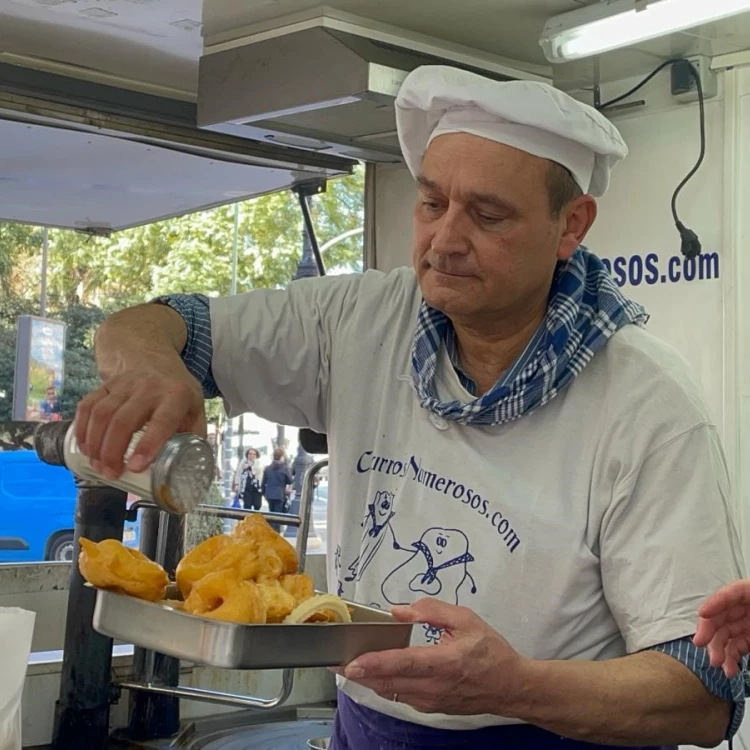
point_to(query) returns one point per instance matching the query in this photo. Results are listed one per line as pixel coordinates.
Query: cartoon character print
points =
(337, 570)
(438, 566)
(432, 634)
(377, 526)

▬▬▬▬▬▬

Please put every line of the records above into a numbered list, skipping blank lines and leaving out the pictures.

[Task solution]
1. point_to(query) returns one point per instance matching the query in this photo. Results are listed one per line as pixel coordinates.
2. Query: cartoon character print
3. points =
4. (337, 570)
5. (438, 566)
6. (432, 634)
7. (377, 526)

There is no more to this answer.